→ **RECORDS SHOWN**:
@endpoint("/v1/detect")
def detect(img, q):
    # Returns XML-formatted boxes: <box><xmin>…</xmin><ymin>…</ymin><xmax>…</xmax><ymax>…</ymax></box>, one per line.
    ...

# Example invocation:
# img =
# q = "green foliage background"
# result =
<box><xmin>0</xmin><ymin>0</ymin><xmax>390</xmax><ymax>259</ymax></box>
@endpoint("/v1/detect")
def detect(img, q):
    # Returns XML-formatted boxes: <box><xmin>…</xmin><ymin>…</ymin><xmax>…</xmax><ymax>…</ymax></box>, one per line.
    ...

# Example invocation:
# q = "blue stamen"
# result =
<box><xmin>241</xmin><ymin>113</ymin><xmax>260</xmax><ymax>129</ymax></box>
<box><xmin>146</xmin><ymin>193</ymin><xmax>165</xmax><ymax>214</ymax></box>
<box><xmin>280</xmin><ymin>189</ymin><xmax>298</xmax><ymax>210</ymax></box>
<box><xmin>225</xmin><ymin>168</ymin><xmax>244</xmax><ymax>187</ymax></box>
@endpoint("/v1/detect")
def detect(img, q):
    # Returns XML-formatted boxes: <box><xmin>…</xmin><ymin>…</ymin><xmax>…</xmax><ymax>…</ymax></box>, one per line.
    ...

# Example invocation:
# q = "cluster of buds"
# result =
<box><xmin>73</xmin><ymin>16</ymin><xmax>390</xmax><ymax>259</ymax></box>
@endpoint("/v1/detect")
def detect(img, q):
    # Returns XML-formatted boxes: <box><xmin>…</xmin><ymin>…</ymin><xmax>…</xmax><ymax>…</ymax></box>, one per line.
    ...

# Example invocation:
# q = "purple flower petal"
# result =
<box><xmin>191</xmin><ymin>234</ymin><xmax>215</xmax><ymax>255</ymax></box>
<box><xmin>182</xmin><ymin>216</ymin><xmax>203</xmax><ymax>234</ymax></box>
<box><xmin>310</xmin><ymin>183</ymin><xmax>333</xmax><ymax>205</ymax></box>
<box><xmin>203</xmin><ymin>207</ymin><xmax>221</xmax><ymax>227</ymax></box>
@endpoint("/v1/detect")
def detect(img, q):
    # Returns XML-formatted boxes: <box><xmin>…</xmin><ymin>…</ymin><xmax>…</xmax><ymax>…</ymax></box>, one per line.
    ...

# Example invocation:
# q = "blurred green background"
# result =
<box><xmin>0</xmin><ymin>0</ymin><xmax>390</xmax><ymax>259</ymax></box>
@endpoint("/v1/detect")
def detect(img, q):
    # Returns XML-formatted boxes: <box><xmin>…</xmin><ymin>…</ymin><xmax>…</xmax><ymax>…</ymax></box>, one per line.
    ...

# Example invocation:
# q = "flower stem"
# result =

→ **EXERCISE PROMPT**: How many lines in the listing above contain the word "background"? Reply with the number alone.

→ **EXPECTED ANSWER**: 2